• **AIM OF THE EXERCISE**
How many lines in the items below contain the word "light"? Matching is case-sensitive, and the reply should be the number alone.

──────

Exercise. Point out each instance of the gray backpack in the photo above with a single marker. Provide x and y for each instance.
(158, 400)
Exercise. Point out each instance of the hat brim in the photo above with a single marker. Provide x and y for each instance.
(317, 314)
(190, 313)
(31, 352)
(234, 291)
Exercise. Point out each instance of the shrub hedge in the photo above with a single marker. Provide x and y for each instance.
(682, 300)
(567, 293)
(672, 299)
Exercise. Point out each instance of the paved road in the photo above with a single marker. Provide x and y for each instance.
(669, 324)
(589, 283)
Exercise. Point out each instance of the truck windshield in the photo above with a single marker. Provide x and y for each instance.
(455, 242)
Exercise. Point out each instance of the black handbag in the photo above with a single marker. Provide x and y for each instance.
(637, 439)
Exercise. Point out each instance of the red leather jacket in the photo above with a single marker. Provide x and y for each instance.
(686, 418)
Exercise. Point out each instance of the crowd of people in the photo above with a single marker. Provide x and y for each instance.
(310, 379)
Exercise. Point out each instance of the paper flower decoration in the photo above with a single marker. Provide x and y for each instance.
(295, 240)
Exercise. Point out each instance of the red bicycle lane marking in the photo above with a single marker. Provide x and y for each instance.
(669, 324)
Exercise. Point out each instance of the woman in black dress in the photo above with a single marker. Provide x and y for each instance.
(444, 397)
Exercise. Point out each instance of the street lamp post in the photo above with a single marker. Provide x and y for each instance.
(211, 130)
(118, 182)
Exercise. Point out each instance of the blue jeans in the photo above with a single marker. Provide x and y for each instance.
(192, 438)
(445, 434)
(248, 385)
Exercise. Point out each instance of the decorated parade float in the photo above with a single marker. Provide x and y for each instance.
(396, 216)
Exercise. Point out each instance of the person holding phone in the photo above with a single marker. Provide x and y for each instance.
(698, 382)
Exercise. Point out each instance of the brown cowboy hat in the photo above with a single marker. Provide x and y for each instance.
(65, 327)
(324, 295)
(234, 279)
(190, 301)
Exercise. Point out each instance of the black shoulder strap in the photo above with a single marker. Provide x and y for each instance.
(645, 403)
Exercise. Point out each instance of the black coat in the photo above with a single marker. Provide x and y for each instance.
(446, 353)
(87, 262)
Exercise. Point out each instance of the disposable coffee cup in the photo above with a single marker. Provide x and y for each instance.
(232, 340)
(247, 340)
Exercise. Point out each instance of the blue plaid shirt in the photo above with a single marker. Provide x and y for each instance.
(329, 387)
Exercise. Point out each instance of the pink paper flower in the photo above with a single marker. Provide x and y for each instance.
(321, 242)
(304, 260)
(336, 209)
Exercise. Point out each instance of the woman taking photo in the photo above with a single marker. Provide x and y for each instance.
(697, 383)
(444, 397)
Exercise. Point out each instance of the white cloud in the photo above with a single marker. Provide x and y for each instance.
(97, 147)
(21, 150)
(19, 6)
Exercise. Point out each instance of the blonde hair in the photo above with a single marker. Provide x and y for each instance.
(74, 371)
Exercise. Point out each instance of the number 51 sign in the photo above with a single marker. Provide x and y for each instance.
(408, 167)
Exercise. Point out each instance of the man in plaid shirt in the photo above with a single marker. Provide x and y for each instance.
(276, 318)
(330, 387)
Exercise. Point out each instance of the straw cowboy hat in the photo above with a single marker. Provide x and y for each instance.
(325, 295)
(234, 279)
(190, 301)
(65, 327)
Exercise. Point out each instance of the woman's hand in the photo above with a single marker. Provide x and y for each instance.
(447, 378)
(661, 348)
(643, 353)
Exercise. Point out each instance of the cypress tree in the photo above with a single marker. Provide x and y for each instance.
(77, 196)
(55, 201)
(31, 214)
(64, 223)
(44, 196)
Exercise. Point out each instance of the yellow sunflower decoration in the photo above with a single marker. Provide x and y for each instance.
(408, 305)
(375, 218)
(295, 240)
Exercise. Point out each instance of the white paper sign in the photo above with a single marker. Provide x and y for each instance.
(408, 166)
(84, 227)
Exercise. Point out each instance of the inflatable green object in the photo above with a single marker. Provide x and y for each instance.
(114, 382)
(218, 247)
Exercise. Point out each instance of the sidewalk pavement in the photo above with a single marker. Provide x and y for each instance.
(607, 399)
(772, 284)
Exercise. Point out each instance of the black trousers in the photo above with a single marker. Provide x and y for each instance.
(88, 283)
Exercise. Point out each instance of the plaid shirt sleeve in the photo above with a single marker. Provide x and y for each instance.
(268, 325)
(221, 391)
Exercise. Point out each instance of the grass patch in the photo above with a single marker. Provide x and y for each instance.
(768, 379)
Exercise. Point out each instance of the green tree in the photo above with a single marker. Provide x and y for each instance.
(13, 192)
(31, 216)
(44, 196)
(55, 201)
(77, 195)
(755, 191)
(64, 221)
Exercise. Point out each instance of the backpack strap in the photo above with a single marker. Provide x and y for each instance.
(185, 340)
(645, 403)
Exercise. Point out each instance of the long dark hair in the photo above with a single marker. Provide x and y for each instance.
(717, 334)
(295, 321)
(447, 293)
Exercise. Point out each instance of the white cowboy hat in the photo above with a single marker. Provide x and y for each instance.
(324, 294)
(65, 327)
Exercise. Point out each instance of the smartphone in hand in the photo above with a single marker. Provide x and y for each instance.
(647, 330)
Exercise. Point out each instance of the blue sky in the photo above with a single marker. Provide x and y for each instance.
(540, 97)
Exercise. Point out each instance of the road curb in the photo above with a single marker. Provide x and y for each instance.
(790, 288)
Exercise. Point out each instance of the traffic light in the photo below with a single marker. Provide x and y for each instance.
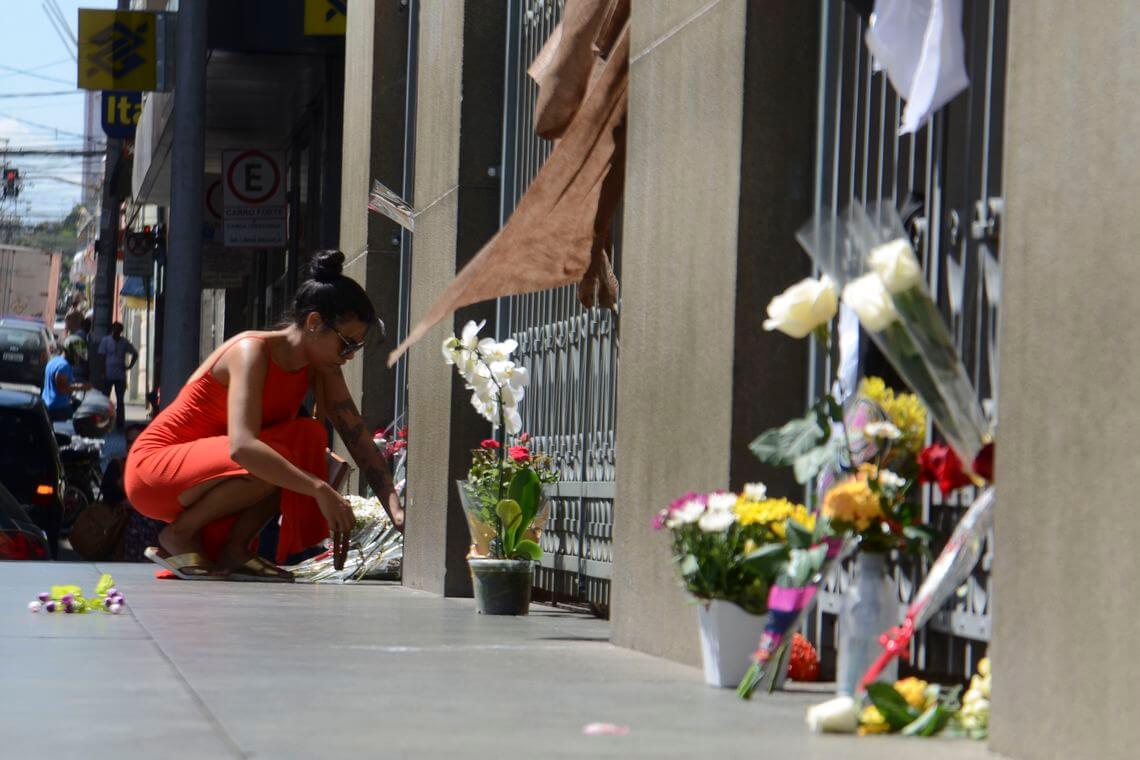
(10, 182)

──────

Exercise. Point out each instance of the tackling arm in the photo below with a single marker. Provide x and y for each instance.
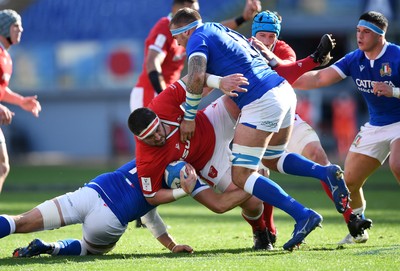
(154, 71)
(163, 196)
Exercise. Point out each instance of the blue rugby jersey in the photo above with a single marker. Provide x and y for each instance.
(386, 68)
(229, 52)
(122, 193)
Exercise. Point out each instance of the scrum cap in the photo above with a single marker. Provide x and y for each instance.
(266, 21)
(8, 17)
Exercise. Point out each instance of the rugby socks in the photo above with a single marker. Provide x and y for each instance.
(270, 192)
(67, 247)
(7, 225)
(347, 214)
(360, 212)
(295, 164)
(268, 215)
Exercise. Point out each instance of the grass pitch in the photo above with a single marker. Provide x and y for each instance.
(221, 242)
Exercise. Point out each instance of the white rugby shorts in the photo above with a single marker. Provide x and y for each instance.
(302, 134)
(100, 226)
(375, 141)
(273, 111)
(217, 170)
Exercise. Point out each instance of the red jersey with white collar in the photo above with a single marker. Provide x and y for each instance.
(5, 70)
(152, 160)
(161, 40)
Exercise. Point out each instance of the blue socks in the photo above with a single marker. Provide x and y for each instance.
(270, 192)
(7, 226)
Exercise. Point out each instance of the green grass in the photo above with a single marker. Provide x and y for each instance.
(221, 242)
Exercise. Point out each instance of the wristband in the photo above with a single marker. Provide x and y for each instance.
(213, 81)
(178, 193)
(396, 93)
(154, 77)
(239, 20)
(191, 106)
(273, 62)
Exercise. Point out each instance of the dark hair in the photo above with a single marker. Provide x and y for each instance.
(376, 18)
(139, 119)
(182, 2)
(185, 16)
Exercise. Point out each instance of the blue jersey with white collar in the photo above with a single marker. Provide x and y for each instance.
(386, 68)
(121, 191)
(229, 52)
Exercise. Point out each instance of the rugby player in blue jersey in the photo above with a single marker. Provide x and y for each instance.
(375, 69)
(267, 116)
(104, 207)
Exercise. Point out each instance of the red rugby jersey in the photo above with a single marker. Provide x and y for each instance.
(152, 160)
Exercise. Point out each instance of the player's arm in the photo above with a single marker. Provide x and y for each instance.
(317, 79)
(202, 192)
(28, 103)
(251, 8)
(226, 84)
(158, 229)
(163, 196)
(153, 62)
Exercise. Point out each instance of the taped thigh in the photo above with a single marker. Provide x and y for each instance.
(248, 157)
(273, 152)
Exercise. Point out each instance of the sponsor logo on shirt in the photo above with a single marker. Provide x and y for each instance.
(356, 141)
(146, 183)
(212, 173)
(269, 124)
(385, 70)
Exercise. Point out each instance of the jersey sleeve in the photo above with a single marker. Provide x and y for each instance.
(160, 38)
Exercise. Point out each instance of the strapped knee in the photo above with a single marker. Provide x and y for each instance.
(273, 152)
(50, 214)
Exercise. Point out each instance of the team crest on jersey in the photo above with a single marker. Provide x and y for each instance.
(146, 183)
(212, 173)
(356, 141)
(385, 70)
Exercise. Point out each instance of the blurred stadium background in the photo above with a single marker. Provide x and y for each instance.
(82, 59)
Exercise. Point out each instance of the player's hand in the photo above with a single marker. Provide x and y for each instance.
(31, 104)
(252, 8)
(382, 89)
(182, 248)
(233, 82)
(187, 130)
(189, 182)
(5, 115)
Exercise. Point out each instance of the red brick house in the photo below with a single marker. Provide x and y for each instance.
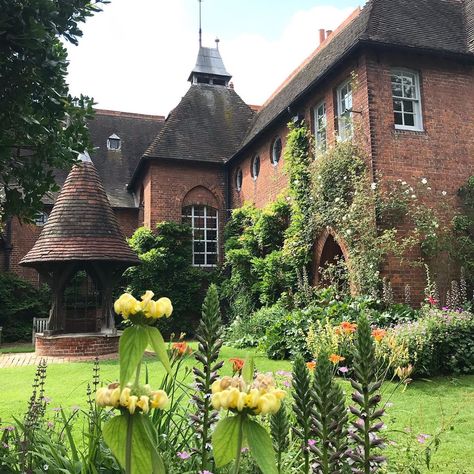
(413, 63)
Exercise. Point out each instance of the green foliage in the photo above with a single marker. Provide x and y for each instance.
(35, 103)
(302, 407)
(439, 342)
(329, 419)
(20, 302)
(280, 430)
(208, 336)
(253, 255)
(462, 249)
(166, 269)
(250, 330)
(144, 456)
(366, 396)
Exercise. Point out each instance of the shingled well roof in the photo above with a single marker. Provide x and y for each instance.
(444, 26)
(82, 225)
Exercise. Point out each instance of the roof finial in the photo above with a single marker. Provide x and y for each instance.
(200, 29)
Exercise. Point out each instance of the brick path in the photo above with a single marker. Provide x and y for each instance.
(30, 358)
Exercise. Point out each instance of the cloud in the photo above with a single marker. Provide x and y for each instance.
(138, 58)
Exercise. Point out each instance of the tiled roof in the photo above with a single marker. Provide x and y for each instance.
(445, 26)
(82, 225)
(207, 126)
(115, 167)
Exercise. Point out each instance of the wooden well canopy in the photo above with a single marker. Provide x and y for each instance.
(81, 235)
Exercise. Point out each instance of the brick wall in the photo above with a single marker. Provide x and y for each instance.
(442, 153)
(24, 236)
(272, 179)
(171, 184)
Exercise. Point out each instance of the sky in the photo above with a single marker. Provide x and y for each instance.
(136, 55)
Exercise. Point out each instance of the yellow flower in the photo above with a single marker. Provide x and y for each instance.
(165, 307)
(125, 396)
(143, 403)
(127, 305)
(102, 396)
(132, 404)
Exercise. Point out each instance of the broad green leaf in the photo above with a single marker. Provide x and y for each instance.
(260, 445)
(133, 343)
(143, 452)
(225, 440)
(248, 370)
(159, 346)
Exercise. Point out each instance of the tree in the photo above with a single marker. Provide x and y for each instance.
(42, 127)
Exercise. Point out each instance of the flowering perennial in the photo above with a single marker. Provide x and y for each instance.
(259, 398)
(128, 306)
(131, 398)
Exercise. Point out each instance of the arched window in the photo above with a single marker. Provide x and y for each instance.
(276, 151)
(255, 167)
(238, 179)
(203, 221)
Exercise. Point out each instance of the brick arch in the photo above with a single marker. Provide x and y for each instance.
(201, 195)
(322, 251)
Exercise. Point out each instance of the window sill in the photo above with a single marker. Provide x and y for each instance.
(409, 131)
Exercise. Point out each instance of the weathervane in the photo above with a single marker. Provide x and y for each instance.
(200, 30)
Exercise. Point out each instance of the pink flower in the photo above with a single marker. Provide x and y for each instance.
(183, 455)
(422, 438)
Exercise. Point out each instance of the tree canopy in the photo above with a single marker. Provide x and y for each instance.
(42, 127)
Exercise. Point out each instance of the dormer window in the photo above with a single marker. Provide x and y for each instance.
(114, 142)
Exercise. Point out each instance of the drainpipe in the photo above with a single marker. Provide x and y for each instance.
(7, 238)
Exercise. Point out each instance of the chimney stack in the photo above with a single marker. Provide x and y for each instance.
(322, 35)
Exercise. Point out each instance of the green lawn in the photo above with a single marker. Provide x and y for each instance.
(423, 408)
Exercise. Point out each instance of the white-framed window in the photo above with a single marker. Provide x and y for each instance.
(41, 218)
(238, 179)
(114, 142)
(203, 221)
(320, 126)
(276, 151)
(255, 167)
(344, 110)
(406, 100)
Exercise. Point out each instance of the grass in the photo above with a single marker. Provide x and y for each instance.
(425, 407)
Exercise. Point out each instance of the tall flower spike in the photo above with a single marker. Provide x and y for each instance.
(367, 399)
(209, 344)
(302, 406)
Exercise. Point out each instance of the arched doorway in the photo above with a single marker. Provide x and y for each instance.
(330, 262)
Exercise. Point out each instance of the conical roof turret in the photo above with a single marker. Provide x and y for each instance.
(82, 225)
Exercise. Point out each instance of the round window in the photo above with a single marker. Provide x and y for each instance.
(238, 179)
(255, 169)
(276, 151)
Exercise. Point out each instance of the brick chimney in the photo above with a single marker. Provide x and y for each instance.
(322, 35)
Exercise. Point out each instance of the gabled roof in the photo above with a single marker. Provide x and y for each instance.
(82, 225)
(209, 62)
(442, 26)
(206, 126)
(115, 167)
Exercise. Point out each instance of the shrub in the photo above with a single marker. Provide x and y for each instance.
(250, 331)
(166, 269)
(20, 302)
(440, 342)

──────

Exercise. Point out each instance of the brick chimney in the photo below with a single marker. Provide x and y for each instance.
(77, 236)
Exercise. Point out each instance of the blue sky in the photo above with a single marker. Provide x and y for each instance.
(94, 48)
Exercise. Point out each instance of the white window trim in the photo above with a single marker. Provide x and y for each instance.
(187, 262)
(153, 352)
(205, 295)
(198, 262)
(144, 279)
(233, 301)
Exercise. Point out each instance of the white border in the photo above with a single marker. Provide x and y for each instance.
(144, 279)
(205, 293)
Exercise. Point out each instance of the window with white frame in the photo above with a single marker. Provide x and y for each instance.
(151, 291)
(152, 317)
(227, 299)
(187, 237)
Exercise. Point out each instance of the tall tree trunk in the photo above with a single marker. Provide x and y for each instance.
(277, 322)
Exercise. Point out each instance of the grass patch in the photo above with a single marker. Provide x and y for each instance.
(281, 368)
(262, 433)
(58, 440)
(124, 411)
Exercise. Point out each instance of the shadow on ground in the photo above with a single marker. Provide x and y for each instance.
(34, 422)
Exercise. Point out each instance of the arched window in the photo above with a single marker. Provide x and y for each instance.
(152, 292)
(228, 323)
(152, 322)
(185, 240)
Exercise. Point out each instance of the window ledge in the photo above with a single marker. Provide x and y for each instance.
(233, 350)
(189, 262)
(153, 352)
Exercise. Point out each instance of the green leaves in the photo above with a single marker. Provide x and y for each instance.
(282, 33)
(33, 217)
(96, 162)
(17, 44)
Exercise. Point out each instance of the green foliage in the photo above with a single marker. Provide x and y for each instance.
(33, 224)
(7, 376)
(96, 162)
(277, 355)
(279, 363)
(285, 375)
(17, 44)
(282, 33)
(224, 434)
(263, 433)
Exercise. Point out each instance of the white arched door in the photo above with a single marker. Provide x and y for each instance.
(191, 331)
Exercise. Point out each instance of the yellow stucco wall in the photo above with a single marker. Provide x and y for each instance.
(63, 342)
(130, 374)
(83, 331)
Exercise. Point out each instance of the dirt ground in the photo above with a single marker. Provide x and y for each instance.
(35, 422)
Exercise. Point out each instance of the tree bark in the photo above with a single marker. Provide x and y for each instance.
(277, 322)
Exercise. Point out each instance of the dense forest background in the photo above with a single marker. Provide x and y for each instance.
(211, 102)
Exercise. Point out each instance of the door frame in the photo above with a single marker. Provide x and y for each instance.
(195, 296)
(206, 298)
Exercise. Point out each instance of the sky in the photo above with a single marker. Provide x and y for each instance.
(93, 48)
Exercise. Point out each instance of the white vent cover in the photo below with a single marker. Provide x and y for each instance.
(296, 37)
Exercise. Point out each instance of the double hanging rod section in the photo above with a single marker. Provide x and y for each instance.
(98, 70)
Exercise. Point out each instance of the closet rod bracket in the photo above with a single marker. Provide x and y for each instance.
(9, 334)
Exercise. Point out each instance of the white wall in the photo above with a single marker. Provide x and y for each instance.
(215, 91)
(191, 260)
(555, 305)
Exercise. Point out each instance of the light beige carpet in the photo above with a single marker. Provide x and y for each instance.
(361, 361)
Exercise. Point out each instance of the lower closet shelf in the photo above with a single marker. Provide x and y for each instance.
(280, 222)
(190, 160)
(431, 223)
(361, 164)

──────

• **EXERCISE SOLUTION**
2